> **Excerpted records**:
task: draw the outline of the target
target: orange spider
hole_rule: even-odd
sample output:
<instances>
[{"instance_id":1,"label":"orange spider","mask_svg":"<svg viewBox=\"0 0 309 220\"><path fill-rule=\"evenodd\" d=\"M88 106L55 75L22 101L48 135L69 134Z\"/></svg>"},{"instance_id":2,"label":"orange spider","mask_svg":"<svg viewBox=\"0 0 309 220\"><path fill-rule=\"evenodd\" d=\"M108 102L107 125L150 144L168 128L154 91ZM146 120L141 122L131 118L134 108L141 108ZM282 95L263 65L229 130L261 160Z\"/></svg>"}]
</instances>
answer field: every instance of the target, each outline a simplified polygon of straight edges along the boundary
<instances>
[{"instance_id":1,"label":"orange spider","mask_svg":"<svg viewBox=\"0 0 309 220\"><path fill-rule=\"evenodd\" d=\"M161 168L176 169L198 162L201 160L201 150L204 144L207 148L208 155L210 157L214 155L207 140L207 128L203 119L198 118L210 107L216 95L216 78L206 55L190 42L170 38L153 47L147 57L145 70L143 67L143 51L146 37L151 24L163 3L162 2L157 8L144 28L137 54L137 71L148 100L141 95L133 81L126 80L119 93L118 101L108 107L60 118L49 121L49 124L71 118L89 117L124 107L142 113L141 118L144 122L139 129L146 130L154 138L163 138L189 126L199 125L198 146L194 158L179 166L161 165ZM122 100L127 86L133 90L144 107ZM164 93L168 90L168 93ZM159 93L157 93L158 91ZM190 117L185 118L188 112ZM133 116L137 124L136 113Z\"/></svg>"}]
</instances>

> **Work to complete**: Copy every line of the records above without changing anything.

> **Response for this exercise**:
task: draw the outline of the target
target: orange spider
hole_rule: even-odd
sample output:
<instances>
[{"instance_id":1,"label":"orange spider","mask_svg":"<svg viewBox=\"0 0 309 220\"><path fill-rule=\"evenodd\" d=\"M88 106L55 75L22 101L48 135L69 134Z\"/></svg>"},{"instance_id":2,"label":"orange spider","mask_svg":"<svg viewBox=\"0 0 309 220\"><path fill-rule=\"evenodd\" d=\"M108 102L107 125L150 144L168 128L154 91ZM146 120L141 122L131 118L134 108L141 108ZM282 95L263 65L229 130L261 160Z\"/></svg>"}]
</instances>
answer field: every instance of the target, each outline a simplified polygon of straight edges along the boundary
<instances>
[{"instance_id":1,"label":"orange spider","mask_svg":"<svg viewBox=\"0 0 309 220\"><path fill-rule=\"evenodd\" d=\"M161 168L176 169L198 162L201 160L201 150L204 144L207 148L208 155L210 157L214 155L207 140L207 128L203 119L198 118L210 107L216 95L216 78L206 55L190 42L170 38L153 47L147 57L145 70L143 67L143 51L146 37L151 24L163 3L162 2L157 8L144 28L137 54L137 71L148 100L141 95L133 81L126 80L119 93L118 101L108 107L60 118L49 121L49 124L71 118L89 117L124 107L142 113L141 118L144 122L139 129L146 130L154 138L163 138L189 126L199 125L198 146L194 158L179 166L161 165ZM122 100L127 86L133 90L144 107ZM164 93L168 90L168 93ZM159 93L157 93L158 91ZM190 117L185 118L188 112ZM133 116L137 124L136 113Z\"/></svg>"}]
</instances>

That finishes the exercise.